Text segment |
What Drives Thematic Investing
April 27, 2021
Read Time 3 MIN
The world is evolving at record pace. The innovation and emergence of megatrends is causing many investors to seek out long-term structural growth themes and packaging them into actionable investment ideas for their portfolios.
Thematic investing refers to an emphasis on long-term macroeconomic trends in an attempt to capitalize on major technological, societal, and other changes expected to take place around the world.1
The Three M’s of Thematic Investing
There are a wide variety of investment themes, but what are the forces that drive the emergence of these themes? At a high level, we believe the primary drivers behind investment themes can be broken down into three categories: modernism, megatrend and morality.
The need for speed and innovation has become a new benchmark. As a result, many investment themes are being founded in modernism. COVID and the work-from-home era have been a perfect example of this. Two global needs were put into play in 2020: develop a COVID vaccine and keep people working.
Numerous advancements in technology and healthcare ensued. The pandemic forced people to adjust to a new way of life. While many are eager to see some of the trends that have become quintessential to the pandemic go away, some of these trends may remain, such as video communications, electronic signature platforms, streaming services and many others. These advancements that were made in the name of keeping up, have created new investable trends.

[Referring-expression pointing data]
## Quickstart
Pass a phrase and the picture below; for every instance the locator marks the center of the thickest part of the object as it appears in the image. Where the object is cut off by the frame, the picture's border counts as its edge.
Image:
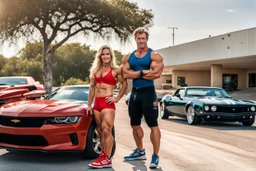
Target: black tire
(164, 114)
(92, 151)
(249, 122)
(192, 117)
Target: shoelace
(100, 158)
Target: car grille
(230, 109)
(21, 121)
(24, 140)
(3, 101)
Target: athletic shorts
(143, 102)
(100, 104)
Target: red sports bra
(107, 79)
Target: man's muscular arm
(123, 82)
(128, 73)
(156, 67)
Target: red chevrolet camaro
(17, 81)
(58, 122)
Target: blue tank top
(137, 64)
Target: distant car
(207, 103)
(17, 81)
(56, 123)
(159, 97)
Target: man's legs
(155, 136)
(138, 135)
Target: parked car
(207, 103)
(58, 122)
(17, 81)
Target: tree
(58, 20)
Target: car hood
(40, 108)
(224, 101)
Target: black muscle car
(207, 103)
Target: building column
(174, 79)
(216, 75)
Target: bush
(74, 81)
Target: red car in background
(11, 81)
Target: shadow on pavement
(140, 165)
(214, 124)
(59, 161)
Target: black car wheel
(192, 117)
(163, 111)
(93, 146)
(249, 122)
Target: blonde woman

--

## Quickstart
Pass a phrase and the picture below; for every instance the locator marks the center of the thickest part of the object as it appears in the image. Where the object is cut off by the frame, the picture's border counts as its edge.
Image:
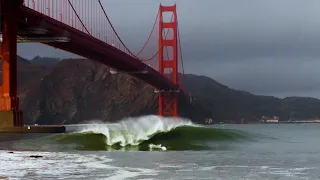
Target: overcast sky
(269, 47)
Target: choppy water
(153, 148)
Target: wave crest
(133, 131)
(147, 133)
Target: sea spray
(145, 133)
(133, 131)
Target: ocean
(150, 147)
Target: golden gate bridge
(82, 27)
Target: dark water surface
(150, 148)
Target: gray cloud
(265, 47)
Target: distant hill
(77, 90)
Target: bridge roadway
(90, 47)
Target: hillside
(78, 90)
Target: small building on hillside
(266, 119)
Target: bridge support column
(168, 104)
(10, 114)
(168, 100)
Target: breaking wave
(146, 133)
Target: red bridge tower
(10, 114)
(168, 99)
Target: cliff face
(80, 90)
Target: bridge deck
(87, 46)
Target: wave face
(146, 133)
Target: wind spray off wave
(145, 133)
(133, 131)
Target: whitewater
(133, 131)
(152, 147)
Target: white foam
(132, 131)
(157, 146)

What you will do |
**1.** According to the thematic investing text, why are many investment themes founded in modernism? Answer in one to three sentences.
**2.** In the thematic investing text, what three categories are named as the primary drivers behind investment themes?
**3.** Continue the article on thematic investing from the point where it stops.
Nothing in the lines is needed for the work that comes next.

Answers to each task |
**1.** The need for speed and innovation has become a new benchmark. As a result, many investment themes are being founded in modernism.

**2.** Modernism, megatrend and morality.

**3.**
What is the difference between a trend and a megatrend? Some trends, while very popular, may not be investable, or there may be potential threats to the longevity of the trend. Megatrends carry a much larger footprint. These trends permeate across multiple industries and change the way they operate, permanently. The birth of these megatrends fosters a potential playground for thematic investors. While traditional sector investing provides investors with exposure to specific sectors, thematic investing can provide exposure to multiple sectors, simultaneously. Thematic investing cuts across the traditional sector lines to align with the end objective of the theme at hand.
Esports and video gaming have been recent megatrends. Users are using gaming as both a source of entertainment and means of socializing. This trend far exceeds investing in companies within the video game industry. It is also impacting streaming, news and entertainment as well, creating a broad theme for investors to potentially participate.
ESG— or environmental, social and governance—investing is an example of when morality and investing intersects. The way the world thinks about the environment and the need to protect it has changed. Extensive amounts of research and advancements have been made in environmental science, highlighting the need and urgency for sustainability. More households are recycling, using reusable bags and turning away from plastic products. We are seeing this same change on a governmental level through the passing of more legislation. Governmental involvement signals a large societal shift. In the case of ESG, it not only signals that this initiative is being supported, but it also mandates that this is the new standard. New industries and investment themes are introduced, as a result.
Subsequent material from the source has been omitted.